Set task: Output the records as a JSON list of strings, one per line, starting at the line that contains "Return one point per instance of the tall" and ending at the end of the records. Leave out blank lines and the pictures.

Material for this task:
##########
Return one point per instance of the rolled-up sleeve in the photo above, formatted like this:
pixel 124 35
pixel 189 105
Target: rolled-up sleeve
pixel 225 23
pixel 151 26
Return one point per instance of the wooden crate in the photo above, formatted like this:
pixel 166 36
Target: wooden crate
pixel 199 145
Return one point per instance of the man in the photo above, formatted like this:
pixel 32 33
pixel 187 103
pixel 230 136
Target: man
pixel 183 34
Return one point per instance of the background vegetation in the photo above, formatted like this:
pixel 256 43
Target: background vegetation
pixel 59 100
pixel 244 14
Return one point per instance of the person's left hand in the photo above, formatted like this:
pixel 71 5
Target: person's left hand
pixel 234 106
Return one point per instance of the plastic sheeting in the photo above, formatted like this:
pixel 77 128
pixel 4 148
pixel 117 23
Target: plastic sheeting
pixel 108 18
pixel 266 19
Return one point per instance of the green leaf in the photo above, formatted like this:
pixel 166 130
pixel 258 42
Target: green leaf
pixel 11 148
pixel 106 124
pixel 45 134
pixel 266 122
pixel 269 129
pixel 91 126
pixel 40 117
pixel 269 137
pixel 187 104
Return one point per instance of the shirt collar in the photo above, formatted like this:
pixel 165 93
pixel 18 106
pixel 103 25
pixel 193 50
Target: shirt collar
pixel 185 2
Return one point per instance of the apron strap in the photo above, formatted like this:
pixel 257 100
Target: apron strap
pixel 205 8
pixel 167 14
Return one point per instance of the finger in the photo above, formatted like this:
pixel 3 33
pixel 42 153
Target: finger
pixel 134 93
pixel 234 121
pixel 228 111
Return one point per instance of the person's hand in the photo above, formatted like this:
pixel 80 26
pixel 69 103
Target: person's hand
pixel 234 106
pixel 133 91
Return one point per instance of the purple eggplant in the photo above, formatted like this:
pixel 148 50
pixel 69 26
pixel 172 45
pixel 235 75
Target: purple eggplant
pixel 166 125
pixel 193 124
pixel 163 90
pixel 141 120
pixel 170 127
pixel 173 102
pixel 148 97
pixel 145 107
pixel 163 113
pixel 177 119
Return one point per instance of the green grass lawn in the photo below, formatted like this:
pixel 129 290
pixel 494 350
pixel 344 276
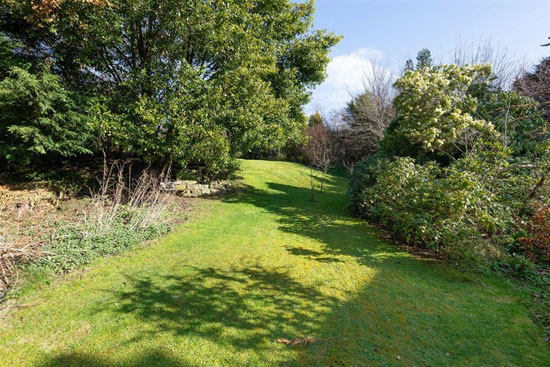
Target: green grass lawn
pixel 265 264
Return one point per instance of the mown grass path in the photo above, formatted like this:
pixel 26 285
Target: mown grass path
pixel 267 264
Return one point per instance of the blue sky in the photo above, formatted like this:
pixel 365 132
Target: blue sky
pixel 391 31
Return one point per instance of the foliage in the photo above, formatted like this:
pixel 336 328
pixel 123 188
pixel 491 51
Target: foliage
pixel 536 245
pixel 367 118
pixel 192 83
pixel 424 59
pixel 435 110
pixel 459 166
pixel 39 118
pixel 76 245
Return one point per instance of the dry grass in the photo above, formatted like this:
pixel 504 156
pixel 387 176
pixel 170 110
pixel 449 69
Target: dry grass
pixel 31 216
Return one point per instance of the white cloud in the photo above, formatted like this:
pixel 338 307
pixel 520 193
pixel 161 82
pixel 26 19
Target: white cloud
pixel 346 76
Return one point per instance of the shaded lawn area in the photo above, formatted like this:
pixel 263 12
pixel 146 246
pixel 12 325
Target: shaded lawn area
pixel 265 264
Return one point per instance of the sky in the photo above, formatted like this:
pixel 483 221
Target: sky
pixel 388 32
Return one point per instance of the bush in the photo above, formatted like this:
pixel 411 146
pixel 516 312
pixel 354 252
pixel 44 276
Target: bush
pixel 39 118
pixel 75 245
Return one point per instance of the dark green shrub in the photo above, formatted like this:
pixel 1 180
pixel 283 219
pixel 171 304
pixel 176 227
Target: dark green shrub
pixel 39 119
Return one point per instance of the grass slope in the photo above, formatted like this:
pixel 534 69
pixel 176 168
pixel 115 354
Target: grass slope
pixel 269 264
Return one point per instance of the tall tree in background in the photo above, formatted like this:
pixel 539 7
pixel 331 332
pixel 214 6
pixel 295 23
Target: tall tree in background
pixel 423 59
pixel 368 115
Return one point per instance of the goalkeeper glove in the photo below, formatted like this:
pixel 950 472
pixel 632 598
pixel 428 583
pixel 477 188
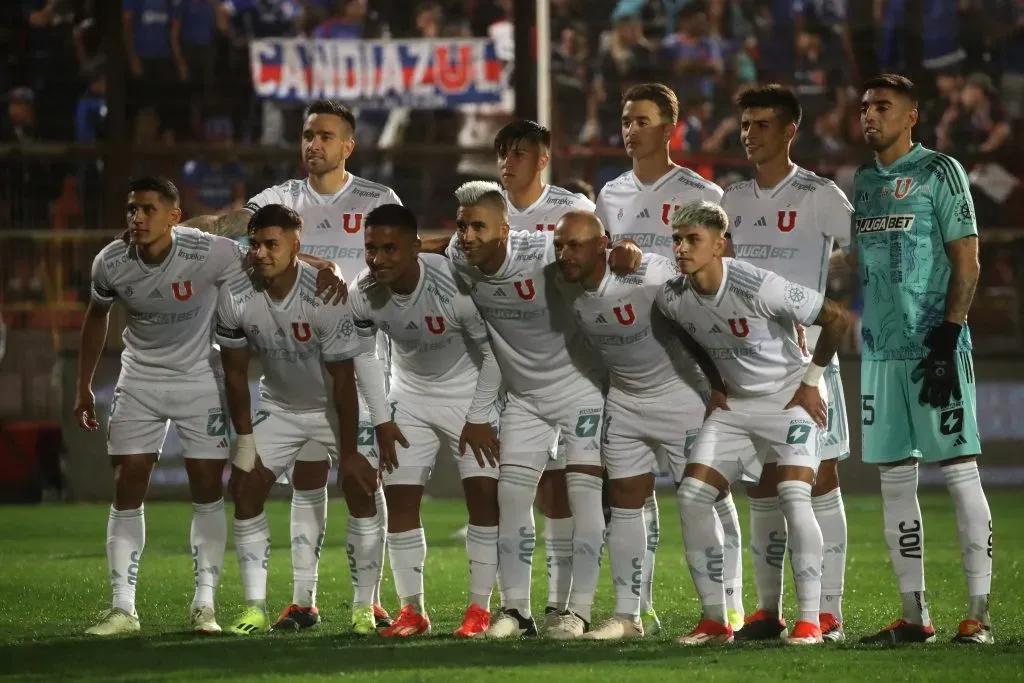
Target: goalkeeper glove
##########
Result of the task:
[
  "Return one point per instance of the tall tree in background in the photo above, formatted like this:",
  "pixel 539 7",
  "pixel 331 332",
  "pixel 214 6",
  "pixel 295 23",
  "Target: tall tree in background",
  "pixel 423 59",
  "pixel 368 115",
  "Return one point per instance of the goalkeeper glove in the photo below, formatted like this:",
  "pixel 950 472",
  "pixel 632 598",
  "pixel 428 583",
  "pixel 477 188",
  "Target: goalkeeper glove"
]